------ MATERIAL PROVIDED
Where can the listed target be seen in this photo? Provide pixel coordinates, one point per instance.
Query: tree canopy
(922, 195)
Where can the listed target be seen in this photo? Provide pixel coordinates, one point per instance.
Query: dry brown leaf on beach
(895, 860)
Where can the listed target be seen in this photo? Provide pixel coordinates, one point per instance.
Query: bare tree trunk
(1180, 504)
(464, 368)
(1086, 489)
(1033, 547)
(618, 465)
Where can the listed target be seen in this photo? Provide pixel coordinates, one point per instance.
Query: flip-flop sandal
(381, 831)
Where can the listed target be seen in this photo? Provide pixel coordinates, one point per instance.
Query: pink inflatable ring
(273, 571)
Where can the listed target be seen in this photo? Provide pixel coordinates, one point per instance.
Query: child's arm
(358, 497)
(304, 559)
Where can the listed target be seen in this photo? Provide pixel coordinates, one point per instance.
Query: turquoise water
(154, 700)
------------
*YOUR OBJECTIVE*. Rewrite every line of the items above as a numbered list, omitting any blank lines.

*OUTPUT FOR THIS EXERCISE*.
1. Where can the listed target be seen in this photo? Provide pixel coordinates, one point per instance.
2. Query: tree canopy
3. (922, 195)
4. Where can the listed target be seen in this photo? Provide pixel coordinates, one point per instance.
5. Query: dry brown leaf on beach
6. (895, 860)
7. Where can the listed target be seen in this photo? Provide pixel coordinates, one point per instance.
8. Query: bare tree trunk
9. (1180, 504)
10. (464, 368)
11. (1086, 489)
12. (1033, 547)
13. (618, 465)
14. Where can the listed target be seen in this photo? Provide pixel coordinates, one point per instance.
15. Query: flip-flop sandal
16. (381, 831)
17. Where can the listed target be seen in this photo? Provide pixel coordinates, one point per instance.
18. Query: pink inflatable ring
19. (273, 571)
20. Where can the listed target be seen in this photo? Provide pixel coordinates, one point per instance.
21. Query: child's arm
22. (358, 497)
23. (304, 559)
24. Where can the listed target be seen in this photo? Provide pixel coordinates, one point per instance.
25. Query: turquoise water
26. (154, 700)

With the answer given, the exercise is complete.